[Work to do]:
From the records below, pull out every line containing the word "Study". Match capitalization exactly.

[Listed entries]:
----------

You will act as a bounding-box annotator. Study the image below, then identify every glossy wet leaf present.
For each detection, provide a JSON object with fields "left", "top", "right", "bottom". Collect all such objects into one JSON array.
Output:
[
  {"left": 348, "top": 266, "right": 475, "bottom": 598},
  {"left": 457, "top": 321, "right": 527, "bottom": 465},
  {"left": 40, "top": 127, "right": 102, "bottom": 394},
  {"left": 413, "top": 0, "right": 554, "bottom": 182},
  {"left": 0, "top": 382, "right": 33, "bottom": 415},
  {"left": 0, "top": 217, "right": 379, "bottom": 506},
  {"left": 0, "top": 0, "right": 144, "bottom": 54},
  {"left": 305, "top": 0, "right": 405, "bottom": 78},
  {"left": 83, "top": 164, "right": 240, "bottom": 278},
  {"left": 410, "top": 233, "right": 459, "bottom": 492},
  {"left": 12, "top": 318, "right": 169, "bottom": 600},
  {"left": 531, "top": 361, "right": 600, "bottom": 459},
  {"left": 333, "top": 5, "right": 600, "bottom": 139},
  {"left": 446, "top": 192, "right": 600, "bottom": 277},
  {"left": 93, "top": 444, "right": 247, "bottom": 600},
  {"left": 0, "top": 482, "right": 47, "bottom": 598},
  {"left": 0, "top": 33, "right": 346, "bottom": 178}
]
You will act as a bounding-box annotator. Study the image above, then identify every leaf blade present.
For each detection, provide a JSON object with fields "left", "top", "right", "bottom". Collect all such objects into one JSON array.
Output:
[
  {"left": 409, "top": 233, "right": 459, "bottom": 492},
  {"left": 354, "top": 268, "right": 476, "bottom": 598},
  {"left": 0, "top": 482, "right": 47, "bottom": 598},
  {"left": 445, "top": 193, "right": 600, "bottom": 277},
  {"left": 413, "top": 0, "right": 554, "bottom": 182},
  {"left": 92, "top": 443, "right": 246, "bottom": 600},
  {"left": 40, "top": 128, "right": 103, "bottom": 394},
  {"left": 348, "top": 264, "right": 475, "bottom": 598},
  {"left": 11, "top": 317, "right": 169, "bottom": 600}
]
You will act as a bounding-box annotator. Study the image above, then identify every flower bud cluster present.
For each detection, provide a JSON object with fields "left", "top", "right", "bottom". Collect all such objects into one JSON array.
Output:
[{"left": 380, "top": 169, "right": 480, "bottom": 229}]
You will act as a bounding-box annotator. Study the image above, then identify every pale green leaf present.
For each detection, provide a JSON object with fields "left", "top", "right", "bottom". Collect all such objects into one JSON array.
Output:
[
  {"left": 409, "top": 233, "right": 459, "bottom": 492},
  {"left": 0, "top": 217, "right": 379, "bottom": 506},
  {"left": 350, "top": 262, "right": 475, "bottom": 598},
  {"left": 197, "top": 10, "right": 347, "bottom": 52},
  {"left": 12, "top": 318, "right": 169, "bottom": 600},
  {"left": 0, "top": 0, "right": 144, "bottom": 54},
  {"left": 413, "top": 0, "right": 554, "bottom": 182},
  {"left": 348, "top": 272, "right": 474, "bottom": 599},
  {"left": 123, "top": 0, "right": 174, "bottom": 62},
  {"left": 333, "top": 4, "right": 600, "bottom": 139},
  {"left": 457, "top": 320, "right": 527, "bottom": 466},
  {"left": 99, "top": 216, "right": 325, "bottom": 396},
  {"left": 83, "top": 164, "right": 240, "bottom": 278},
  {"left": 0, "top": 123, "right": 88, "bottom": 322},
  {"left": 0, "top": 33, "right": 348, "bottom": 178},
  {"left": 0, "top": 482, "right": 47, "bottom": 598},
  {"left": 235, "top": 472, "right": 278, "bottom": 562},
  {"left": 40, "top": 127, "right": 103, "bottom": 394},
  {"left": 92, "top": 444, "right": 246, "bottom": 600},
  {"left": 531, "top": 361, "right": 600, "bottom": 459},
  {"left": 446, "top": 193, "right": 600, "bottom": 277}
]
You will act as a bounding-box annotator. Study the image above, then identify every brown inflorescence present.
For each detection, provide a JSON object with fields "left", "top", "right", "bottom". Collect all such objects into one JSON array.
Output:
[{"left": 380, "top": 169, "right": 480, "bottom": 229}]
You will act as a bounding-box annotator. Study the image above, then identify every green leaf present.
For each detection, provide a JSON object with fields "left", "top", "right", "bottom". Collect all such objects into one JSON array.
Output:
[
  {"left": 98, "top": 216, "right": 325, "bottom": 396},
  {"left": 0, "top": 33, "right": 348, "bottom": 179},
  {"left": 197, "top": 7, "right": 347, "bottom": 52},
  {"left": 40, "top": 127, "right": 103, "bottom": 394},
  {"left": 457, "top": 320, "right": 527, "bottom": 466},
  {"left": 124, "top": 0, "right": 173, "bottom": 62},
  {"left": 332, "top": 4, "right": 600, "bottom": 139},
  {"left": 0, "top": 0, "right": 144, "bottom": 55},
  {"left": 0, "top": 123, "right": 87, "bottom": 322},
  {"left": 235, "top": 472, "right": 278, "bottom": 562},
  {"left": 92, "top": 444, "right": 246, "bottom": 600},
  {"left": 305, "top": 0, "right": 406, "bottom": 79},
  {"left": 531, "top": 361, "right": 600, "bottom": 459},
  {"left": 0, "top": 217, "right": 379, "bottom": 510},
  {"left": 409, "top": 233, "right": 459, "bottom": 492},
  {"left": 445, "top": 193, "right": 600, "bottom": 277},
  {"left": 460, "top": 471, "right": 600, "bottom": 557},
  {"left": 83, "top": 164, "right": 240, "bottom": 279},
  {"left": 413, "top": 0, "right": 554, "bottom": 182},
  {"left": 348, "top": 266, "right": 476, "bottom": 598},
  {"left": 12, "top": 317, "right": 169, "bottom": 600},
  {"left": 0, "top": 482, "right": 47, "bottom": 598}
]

----------

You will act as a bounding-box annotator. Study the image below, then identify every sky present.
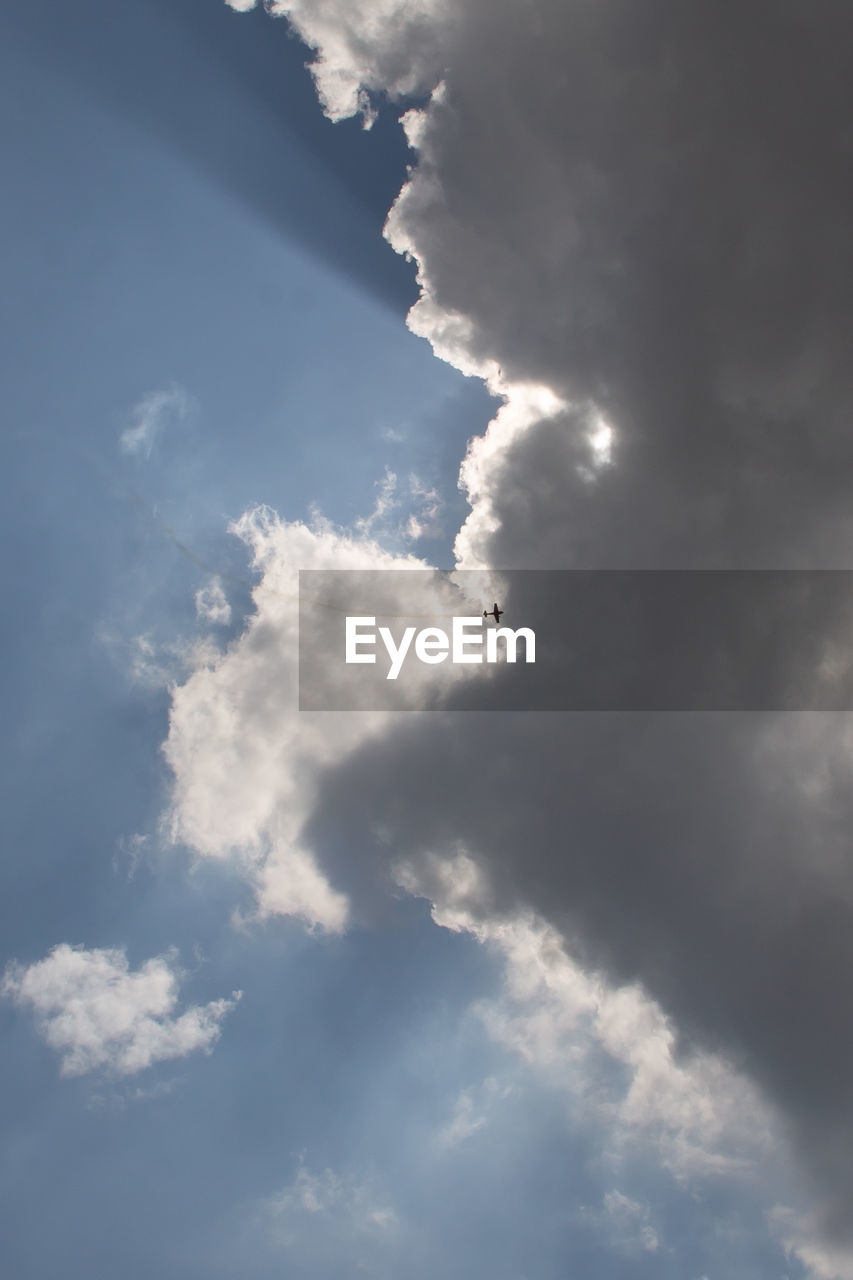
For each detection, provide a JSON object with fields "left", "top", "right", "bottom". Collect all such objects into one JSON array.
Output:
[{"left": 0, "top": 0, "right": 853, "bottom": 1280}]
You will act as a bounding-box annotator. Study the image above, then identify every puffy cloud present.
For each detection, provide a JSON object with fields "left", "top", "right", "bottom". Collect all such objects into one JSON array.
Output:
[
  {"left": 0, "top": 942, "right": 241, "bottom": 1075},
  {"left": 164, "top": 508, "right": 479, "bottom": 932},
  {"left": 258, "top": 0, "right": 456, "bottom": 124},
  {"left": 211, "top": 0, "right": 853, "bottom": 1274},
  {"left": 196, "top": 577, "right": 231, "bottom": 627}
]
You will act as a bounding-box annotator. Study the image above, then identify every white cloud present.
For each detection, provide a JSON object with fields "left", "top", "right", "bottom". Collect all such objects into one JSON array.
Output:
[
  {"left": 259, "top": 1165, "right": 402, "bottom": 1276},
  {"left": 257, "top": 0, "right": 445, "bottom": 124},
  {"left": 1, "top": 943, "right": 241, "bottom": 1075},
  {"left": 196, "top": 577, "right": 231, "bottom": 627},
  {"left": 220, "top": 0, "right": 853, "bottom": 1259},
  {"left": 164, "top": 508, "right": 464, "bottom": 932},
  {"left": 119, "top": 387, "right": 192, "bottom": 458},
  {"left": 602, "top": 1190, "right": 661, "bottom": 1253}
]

----------

[Task answer]:
You will act as a bounding-box annotator. Study the image below, then identify every glossy wet leaf present.
You will act as a bounding-box annotator. Study the image above, then identify every leaf blade present.
You will act as a bounding-box annotator. Study the image above, then identify every flower bud cluster present.
You will act as a bounding-box annotator. Study the image above, then identify every pale green leaf present.
You will act as a bounding-box annotator. Study the image above, then identify every brown inflorescence present.
You will act as a bounding-box annotator. Study the image above, then identify every green leaf present.
You will act as a bounding-box annotator. Study the image below, then identify every sky present.
You will act as a bounding-box annotator. Study the image above, then identify every puffy cloud present.
You will act as a bounding-box annotator. Study the image above, then identify every white cloud present.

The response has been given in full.